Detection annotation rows
★ ★ ★ ★

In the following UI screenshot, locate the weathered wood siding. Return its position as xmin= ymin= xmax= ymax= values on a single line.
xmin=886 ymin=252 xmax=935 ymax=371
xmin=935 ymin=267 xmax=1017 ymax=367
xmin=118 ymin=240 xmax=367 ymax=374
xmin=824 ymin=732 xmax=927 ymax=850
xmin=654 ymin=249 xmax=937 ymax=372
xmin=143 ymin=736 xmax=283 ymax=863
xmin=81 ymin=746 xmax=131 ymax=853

★ ★ ★ ★

▶ _Task requirements_
Write out the rows again, swapping "weathered wood siding" for "rusted metal roof" and leaving everything else as it is.

▶ _Task output_
In the following UI screenshot, locate the rusted metal roof. Return its position as xmin= ymin= xmax= ymax= values on a single line.
xmin=886 ymin=252 xmax=935 ymax=371
xmin=935 ymin=267 xmax=1017 ymax=367
xmin=118 ymin=240 xmax=367 ymax=374
xmin=824 ymin=732 xmax=927 ymax=850
xmin=654 ymin=249 xmax=937 ymax=372
xmin=143 ymin=736 xmax=283 ymax=863
xmin=81 ymin=746 xmax=131 ymax=853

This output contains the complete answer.